§ **WORK TO COMPLETE**:
Review the material line by line. Identify and copy every line that contains the string "horse".

[RAW DATA Boundary: Start]

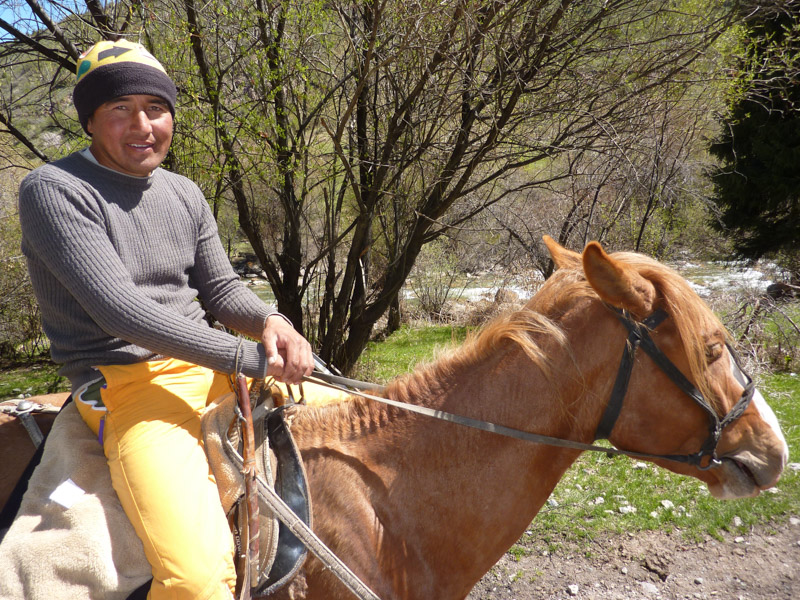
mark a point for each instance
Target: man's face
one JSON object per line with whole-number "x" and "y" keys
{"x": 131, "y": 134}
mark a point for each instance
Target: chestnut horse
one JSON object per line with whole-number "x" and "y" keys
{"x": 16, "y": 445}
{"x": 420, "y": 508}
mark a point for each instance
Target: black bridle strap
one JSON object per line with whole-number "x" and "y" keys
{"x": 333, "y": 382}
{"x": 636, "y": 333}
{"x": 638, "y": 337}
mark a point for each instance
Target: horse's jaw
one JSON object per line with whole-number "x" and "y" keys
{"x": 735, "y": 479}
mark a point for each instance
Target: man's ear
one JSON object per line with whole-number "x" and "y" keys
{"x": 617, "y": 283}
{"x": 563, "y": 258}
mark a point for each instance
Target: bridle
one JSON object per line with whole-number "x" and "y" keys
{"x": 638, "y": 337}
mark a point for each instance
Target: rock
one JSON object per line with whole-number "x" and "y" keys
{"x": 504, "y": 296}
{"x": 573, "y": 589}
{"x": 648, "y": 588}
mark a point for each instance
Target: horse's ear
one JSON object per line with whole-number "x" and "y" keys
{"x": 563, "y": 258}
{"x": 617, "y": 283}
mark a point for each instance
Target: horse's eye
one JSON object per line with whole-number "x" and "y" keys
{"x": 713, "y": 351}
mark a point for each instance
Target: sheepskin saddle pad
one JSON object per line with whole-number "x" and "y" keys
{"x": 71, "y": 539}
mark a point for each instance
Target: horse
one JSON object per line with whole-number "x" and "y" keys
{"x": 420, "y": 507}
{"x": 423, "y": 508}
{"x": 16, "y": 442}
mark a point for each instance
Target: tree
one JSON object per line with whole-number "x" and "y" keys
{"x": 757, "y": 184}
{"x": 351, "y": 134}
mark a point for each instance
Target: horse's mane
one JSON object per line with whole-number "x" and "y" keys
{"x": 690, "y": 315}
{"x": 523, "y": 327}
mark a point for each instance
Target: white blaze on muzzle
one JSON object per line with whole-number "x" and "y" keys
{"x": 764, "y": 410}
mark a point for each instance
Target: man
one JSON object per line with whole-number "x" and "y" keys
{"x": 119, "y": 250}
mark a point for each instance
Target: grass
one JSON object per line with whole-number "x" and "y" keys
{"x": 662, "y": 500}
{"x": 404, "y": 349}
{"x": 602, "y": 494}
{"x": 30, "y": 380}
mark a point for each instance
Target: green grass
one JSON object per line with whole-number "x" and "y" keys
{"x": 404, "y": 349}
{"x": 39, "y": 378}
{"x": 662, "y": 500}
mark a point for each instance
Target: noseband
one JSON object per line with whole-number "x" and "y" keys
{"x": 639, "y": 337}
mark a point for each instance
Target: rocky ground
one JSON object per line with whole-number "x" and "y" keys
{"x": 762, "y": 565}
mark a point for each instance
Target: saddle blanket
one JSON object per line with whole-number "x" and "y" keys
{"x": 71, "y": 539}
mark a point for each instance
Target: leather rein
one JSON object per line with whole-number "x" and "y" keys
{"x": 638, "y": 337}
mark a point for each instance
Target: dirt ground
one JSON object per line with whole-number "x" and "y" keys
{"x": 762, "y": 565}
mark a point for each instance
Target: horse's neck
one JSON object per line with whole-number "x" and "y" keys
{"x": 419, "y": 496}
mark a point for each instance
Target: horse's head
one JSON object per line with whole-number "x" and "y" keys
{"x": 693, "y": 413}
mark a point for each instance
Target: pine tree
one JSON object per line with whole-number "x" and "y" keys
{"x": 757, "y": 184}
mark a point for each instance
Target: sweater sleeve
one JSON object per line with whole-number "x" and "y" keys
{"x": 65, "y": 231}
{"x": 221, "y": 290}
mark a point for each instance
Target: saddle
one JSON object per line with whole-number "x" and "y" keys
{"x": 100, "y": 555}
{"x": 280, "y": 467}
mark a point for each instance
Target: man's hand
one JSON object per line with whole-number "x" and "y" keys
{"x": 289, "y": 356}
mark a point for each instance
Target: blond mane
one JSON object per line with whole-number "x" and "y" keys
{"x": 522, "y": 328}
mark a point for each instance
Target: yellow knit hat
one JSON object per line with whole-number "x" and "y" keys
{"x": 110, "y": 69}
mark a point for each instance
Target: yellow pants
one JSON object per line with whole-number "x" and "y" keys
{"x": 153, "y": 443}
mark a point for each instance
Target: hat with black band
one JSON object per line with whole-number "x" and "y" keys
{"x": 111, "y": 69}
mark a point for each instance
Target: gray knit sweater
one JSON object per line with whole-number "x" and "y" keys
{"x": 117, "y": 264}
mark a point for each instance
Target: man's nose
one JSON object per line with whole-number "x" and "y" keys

[RAW DATA Boundary: End]

§ **SOLUTION**:
Target: chestnut horse
Target: horse's jaw
Target: horse's ear
Target: horse's eye
Target: horse
Target: horse's mane
Target: horse's neck
Target: horse's head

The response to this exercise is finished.